Aim of the exercise: Transcribe every entry word for word, but skip the images.

━━━━━ Material provided ━━━━━

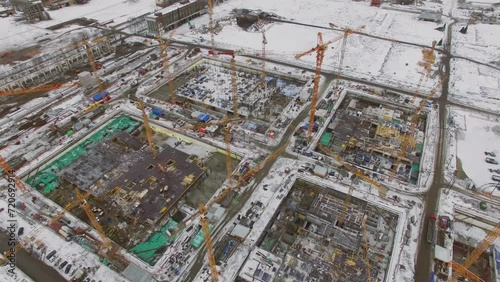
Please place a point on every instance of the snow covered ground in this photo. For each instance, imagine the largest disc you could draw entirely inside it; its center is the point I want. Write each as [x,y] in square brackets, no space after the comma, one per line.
[18,276]
[475,85]
[368,58]
[470,135]
[480,43]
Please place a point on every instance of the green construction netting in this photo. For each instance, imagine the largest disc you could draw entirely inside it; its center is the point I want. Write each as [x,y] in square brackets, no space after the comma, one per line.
[147,250]
[199,239]
[420,147]
[48,176]
[415,167]
[325,138]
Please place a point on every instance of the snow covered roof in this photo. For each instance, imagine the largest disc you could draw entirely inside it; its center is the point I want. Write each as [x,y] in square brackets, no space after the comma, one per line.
[442,254]
[136,274]
[240,231]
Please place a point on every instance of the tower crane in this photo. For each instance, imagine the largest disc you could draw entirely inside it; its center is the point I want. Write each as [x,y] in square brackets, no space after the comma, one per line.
[367,249]
[234,76]
[428,61]
[229,159]
[92,62]
[264,42]
[42,88]
[29,237]
[105,240]
[202,210]
[234,85]
[476,253]
[381,189]
[347,32]
[211,24]
[149,131]
[413,124]
[166,64]
[320,54]
[9,172]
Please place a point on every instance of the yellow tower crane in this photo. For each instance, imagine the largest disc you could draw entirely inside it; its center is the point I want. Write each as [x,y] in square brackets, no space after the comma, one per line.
[93,64]
[105,240]
[477,252]
[347,32]
[407,139]
[211,24]
[320,54]
[149,131]
[234,85]
[229,159]
[166,64]
[202,210]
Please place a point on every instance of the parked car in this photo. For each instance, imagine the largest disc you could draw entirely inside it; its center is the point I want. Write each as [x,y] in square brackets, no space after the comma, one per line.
[491,161]
[490,154]
[51,254]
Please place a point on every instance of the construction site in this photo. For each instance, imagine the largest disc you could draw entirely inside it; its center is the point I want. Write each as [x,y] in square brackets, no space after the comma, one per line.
[211,87]
[316,238]
[132,191]
[379,137]
[145,141]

━━━━━

Result for this exercise:
Please place a point on every instance of the snow covered ground in this photo. For each instance, imagine the largest disc you could draw entirely inside it; its center is the point I want. Write each as [x,y] in square brackets, no space after the comma, one per line.
[18,276]
[475,85]
[368,58]
[470,135]
[480,43]
Please place a point on every instance of the green construction netting in this photo. For each instance, imagine the largest disc you could draw entirely inside it; its center is the point I want. Write each as [x,y] in square brackets, no space after the comma, one per line.
[147,250]
[199,239]
[420,147]
[48,176]
[415,167]
[325,138]
Please place a point on every instance of the snow covered roof in this photo. For each instance, imagine the largest disc you could draw entirely inside it; its center is the point I want. Write each as [x,y] in square brackets, no space after the comma, one per line.
[442,254]
[136,274]
[240,231]
Please place a point on every instance of the tower crane in this photo. For each instance, imagine the largest disc you could draw entirely inside it; its center is the point I want. Write each as [x,y] in square brackets, no space after the comma, one per line.
[367,249]
[234,76]
[428,61]
[229,159]
[92,62]
[264,42]
[42,88]
[29,237]
[105,240]
[202,210]
[234,85]
[476,253]
[381,189]
[347,32]
[211,24]
[149,131]
[413,124]
[166,64]
[320,54]
[9,172]
Please place a point on every instance of the yellow tower crane in this photo. For each instance, imagine the largest disc you could draw entirely inside it; its center is the point I want. Write each as [x,y] in square brackets, no space after the comma, one per line.
[93,64]
[105,240]
[477,252]
[347,32]
[407,139]
[211,24]
[320,54]
[149,131]
[234,85]
[229,159]
[166,64]
[202,210]
Please place a point on every instance of the parked car in this photo. For each instance, imagine the largest disc you could draw entirely inside it; its center is the point I want. Write each as [x,y] in square brackets, no space after the comma, one per line.
[491,161]
[490,154]
[51,254]
Please place a point on every instance of the construction site in this photo. For each instance, imagine the largest disc you could draw entirely inside it; its center is the point I want. Write each as [x,y] in square brackets, no space after the comma, one per line.
[211,87]
[316,238]
[132,191]
[379,137]
[145,141]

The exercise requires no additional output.